Records
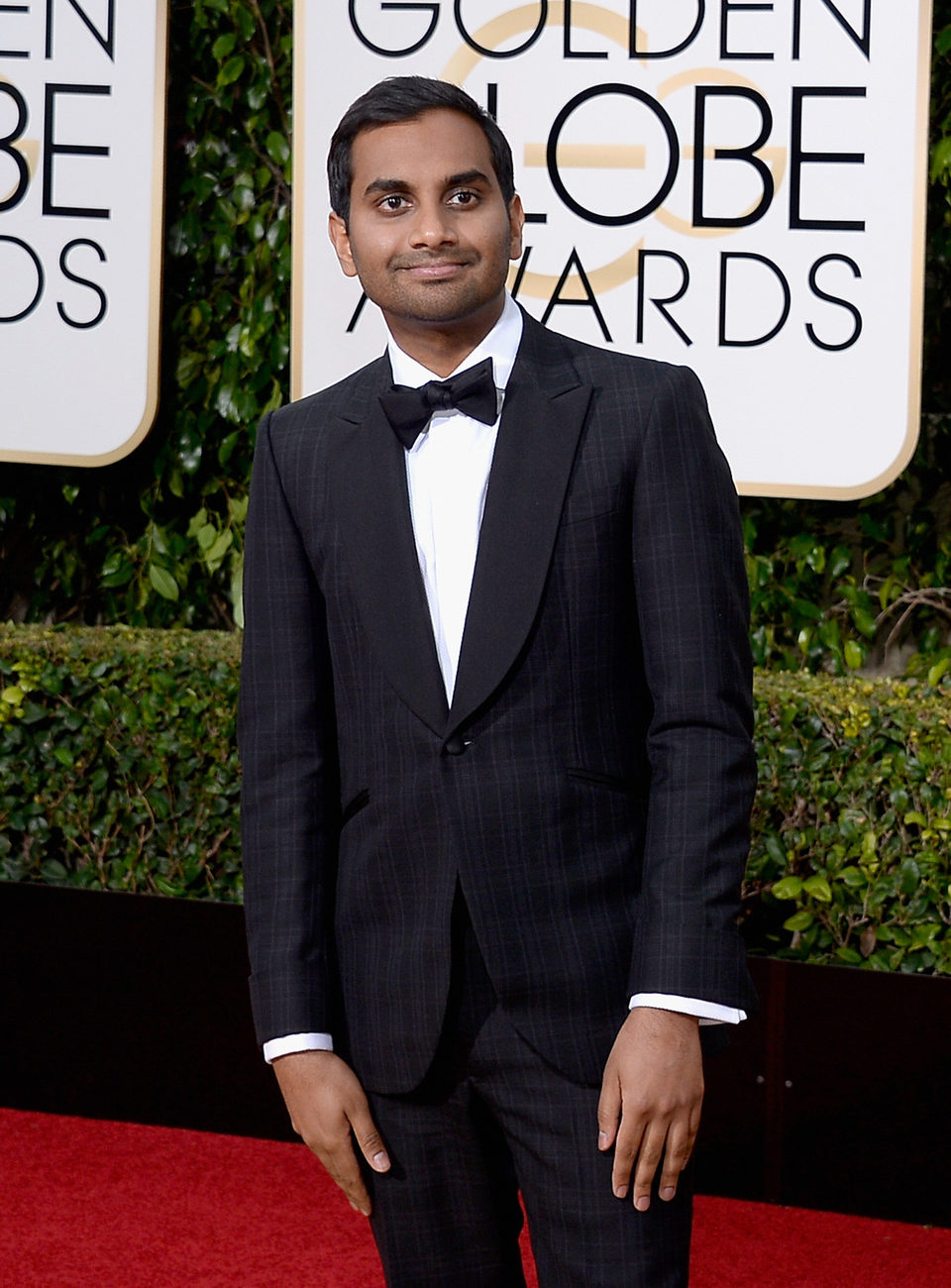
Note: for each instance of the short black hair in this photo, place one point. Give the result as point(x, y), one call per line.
point(403, 98)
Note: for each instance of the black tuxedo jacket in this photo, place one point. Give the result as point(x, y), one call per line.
point(590, 785)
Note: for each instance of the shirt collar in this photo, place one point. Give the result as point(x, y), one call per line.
point(500, 346)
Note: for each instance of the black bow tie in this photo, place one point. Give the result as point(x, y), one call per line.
point(471, 391)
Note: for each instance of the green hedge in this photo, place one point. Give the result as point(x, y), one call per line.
point(118, 769)
point(118, 760)
point(155, 540)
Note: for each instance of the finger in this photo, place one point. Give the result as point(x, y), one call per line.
point(608, 1112)
point(344, 1170)
point(676, 1157)
point(648, 1160)
point(629, 1137)
point(369, 1138)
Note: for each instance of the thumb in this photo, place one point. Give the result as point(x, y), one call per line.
point(608, 1112)
point(369, 1138)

**Aim of the task**
Can you repeat the rows above word for word, starting with the line that contains "Note: for each instance of the black bow" and going on through the line that contains "point(155, 540)"?

**Problem solution**
Note: for each instance of the black bow tie in this photo, place one point. Give the result as point(x, y), one call per line.
point(471, 391)
Note: for each instance of the green hedge in this photo, place one point. Give the result as point(x, y), one call per line.
point(118, 769)
point(118, 760)
point(155, 540)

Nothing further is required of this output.